• _WRITTEN EXERCISE_
Give the lines of the material below, from the line with "the green shrub — bbox it" up to and including the line with "0,154 -> 344,355", as a Markdown table with two columns, Row and Line. Number the lines in order in the Row column and leave out any blank lines.

▬▬▬▬▬▬▬▬▬▬

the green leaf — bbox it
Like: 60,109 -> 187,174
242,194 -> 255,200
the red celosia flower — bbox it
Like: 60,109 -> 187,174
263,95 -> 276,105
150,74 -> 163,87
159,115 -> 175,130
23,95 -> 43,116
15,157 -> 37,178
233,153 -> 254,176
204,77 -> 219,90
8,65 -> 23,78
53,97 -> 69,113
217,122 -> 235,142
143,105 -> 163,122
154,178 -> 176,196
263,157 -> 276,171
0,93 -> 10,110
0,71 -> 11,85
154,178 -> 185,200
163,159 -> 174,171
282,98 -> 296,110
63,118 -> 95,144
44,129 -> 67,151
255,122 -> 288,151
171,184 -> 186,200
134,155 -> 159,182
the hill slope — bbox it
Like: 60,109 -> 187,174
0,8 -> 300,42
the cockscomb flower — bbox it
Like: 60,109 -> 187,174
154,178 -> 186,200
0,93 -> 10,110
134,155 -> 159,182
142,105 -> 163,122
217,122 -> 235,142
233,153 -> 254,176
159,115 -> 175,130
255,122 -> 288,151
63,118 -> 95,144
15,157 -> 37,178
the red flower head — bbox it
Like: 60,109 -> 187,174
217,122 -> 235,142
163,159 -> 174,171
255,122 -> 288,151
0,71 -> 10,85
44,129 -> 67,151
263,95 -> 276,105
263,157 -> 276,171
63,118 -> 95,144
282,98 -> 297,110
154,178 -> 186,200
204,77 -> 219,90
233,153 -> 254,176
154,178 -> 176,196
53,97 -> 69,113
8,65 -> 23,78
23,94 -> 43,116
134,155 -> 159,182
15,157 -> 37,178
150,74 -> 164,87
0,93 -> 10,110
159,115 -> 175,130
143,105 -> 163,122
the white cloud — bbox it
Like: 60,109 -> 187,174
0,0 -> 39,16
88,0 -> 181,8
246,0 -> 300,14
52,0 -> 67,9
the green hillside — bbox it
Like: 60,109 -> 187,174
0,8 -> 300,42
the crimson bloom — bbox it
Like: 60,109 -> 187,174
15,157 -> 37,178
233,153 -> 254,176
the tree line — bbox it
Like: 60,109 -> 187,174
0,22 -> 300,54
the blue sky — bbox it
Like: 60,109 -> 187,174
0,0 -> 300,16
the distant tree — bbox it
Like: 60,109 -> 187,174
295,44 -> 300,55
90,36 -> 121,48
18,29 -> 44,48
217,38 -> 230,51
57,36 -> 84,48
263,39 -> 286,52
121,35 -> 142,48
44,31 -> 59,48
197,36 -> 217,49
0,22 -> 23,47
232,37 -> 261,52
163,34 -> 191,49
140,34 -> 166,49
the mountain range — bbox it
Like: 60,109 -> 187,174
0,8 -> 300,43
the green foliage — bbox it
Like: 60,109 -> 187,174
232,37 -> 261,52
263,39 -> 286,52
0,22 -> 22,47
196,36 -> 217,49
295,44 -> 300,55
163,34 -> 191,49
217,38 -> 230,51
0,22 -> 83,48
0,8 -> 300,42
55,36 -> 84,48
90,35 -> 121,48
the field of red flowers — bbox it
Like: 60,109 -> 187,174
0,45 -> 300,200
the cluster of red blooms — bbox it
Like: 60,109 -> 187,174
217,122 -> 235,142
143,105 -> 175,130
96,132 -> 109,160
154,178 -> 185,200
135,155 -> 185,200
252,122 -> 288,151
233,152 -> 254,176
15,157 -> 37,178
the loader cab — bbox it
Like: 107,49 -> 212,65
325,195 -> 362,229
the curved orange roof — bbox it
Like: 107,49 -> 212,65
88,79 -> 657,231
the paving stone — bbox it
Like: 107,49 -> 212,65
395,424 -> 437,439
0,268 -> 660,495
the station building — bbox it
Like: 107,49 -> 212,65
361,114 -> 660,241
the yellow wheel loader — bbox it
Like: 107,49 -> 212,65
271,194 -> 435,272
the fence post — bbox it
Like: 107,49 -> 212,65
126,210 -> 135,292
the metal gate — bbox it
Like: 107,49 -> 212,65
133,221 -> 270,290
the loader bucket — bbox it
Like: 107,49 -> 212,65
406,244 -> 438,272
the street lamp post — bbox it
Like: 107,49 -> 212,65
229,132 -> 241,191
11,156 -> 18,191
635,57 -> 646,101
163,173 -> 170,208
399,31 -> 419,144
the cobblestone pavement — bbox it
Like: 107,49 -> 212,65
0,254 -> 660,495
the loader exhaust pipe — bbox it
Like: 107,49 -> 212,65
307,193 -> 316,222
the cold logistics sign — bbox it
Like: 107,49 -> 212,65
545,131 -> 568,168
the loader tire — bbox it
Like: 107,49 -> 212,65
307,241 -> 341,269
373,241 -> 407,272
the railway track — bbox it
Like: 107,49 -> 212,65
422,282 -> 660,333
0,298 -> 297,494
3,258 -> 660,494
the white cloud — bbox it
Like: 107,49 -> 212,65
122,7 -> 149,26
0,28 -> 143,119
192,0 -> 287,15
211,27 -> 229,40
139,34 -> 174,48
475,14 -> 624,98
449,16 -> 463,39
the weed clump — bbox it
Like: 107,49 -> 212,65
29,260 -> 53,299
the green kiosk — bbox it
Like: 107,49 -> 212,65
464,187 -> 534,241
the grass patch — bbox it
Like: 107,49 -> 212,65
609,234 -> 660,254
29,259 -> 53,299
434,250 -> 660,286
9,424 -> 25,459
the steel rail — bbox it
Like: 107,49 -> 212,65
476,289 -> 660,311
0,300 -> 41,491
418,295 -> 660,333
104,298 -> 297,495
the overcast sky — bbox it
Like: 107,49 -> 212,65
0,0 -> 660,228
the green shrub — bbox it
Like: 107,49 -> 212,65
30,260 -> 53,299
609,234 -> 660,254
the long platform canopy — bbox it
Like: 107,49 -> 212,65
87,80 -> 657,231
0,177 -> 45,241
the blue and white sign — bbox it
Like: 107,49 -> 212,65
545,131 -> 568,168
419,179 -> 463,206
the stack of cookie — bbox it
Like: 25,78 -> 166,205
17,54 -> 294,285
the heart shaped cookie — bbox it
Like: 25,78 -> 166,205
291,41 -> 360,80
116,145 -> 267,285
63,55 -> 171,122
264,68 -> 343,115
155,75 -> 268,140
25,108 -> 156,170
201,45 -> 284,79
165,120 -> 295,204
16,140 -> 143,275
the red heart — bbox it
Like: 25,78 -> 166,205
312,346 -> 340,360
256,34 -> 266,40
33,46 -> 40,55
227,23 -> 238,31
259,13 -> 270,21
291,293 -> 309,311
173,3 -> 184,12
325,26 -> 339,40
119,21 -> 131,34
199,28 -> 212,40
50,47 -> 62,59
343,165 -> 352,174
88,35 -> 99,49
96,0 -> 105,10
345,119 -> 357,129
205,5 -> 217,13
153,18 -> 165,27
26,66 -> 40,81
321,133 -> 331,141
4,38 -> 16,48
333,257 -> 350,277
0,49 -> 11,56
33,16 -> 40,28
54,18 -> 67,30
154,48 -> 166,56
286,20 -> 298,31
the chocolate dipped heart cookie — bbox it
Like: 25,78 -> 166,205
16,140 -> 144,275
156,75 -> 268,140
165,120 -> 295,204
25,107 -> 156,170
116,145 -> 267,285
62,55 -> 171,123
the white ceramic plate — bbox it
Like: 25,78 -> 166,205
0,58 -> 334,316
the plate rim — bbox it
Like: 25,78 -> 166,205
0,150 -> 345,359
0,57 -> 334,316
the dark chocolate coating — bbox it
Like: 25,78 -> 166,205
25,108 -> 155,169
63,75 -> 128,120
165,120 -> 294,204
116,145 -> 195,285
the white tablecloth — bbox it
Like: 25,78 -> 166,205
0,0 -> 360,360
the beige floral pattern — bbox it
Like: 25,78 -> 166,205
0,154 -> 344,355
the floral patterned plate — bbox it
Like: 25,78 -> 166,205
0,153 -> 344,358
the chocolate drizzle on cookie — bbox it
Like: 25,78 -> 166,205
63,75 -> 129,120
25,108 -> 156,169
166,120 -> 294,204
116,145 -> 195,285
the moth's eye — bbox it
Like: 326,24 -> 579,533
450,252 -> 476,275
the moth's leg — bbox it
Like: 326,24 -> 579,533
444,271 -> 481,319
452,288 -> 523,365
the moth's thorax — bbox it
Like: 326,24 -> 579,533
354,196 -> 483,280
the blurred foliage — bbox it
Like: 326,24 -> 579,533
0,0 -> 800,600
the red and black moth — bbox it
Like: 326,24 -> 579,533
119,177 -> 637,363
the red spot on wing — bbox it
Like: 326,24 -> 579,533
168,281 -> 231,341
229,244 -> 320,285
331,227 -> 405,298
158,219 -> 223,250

▬▬▬▬▬▬▬▬▬▬

• _FINISHED ANSWER_
| Row | Line |
|---|---|
| 1 | the green shrub — bbox it |
| 2 | Like: 107,49 -> 212,65 |
| 3 | 30,260 -> 53,299 |
| 4 | 609,234 -> 660,254 |
| 5 | the long platform canopy — bbox it |
| 6 | Like: 107,49 -> 212,65 |
| 7 | 87,80 -> 657,231 |
| 8 | 0,177 -> 45,241 |
| 9 | the blue and white sign — bbox it |
| 10 | Like: 107,49 -> 212,65 |
| 11 | 545,131 -> 568,168 |
| 12 | 419,179 -> 463,206 |
| 13 | the stack of cookie — bbox it |
| 14 | Like: 25,78 -> 166,205 |
| 15 | 17,54 -> 294,285 |
| 16 | the heart shaped cookie — bbox it |
| 17 | Like: 25,78 -> 166,205 |
| 18 | 291,41 -> 360,80 |
| 19 | 116,145 -> 267,285 |
| 20 | 63,55 -> 171,122 |
| 21 | 264,68 -> 343,115 |
| 22 | 155,75 -> 268,140 |
| 23 | 25,108 -> 156,170 |
| 24 | 201,45 -> 284,79 |
| 25 | 165,120 -> 295,204 |
| 26 | 16,140 -> 143,275 |
| 27 | the red heart — bbox it |
| 28 | Like: 25,78 -> 166,205 |
| 29 | 312,346 -> 340,360 |
| 30 | 256,34 -> 266,40 |
| 31 | 33,46 -> 40,55 |
| 32 | 227,23 -> 238,31 |
| 33 | 259,13 -> 270,21 |
| 34 | 291,293 -> 309,311 |
| 35 | 173,3 -> 184,12 |
| 36 | 325,26 -> 339,40 |
| 37 | 119,21 -> 131,34 |
| 38 | 199,28 -> 212,40 |
| 39 | 50,47 -> 62,59 |
| 40 | 343,165 -> 352,174 |
| 41 | 88,35 -> 99,49 |
| 42 | 96,0 -> 105,10 |
| 43 | 345,119 -> 357,129 |
| 44 | 205,5 -> 217,13 |
| 45 | 153,18 -> 165,27 |
| 46 | 26,66 -> 40,81 |
| 47 | 321,133 -> 331,141 |
| 48 | 4,38 -> 16,48 |
| 49 | 333,257 -> 350,277 |
| 50 | 0,49 -> 11,56 |
| 51 | 33,16 -> 40,28 |
| 52 | 54,18 -> 67,30 |
| 53 | 154,48 -> 166,56 |
| 54 | 286,20 -> 298,31 |
| 55 | the chocolate dipped heart cookie — bbox it |
| 56 | Like: 25,78 -> 166,205 |
| 57 | 16,140 -> 144,275 |
| 58 | 156,75 -> 268,140 |
| 59 | 165,120 -> 295,204 |
| 60 | 25,107 -> 156,170 |
| 61 | 116,145 -> 267,285 |
| 62 | 62,55 -> 171,123 |
| 63 | the white ceramic plate — bbox it |
| 64 | Like: 25,78 -> 166,205 |
| 65 | 0,58 -> 334,316 |
| 66 | the plate rim — bbox it |
| 67 | Like: 25,78 -> 166,205 |
| 68 | 0,150 -> 345,359 |
| 69 | 0,57 -> 334,316 |
| 70 | the dark chocolate coating — bbox it |
| 71 | Like: 25,78 -> 166,205 |
| 72 | 25,108 -> 155,169 |
| 73 | 63,75 -> 128,120 |
| 74 | 165,120 -> 294,204 |
| 75 | 116,145 -> 195,285 |
| 76 | the white tablecloth — bbox it |
| 77 | Like: 25,78 -> 166,205 |
| 78 | 0,0 -> 360,360 |
| 79 | the beige floral pattern — bbox it |
| 80 | Like: 25,78 -> 166,205 |
| 81 | 0,154 -> 344,355 |